» **INSTRUCTIONS FOR THE TASK**
Can you copy out, word for word, the lines of the listing below between the line holding "Where can the fallen" and the line holding "[[316, 101]]", both of those lines included?

» **RECORDS SHOWN**
——

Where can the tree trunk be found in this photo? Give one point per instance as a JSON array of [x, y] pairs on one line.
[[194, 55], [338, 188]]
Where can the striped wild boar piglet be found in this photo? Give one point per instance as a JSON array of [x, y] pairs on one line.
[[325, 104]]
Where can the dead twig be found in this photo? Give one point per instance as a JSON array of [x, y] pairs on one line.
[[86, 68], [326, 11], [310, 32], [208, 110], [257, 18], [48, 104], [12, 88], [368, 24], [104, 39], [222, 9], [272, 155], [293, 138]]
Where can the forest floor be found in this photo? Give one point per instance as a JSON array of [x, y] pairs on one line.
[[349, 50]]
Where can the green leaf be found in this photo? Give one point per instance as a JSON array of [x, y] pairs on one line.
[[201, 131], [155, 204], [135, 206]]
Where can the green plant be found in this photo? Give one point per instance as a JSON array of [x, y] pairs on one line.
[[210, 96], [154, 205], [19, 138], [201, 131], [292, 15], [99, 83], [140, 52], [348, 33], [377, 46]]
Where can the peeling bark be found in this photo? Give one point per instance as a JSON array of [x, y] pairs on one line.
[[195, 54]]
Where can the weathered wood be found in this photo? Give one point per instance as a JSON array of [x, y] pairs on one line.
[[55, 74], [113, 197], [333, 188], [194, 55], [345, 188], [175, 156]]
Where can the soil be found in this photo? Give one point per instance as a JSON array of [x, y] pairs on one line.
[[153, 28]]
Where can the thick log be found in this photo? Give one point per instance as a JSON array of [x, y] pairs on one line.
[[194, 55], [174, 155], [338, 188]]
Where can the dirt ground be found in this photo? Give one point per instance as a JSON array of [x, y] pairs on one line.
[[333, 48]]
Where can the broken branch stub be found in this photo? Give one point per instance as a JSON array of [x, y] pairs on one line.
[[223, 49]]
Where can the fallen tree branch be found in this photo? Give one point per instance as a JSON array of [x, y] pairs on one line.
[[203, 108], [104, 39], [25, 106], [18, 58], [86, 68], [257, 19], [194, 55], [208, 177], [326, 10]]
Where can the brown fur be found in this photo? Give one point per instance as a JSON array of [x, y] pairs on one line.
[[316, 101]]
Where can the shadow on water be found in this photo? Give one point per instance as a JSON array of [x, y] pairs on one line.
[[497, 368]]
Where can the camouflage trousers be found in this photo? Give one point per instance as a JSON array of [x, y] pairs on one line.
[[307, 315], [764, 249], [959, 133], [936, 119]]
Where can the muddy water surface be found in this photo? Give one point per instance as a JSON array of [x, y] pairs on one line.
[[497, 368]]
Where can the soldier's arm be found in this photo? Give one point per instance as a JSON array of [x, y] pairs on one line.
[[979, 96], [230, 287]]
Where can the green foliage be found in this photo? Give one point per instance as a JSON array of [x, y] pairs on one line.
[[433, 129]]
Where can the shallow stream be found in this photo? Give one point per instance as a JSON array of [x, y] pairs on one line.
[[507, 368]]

——

» **FINISHED ANSWER**
Where can the fallen tree branch be found in this photo? Give one point per instance as a JSON array of [x, y] pairs on one line.
[[203, 108], [104, 39], [25, 106], [18, 58], [86, 68], [257, 19], [194, 55], [208, 177], [326, 10]]
Where can the brown fur be found in this photo? Give one point per instance as a JSON array of [x, y] pairs on one line.
[[316, 101]]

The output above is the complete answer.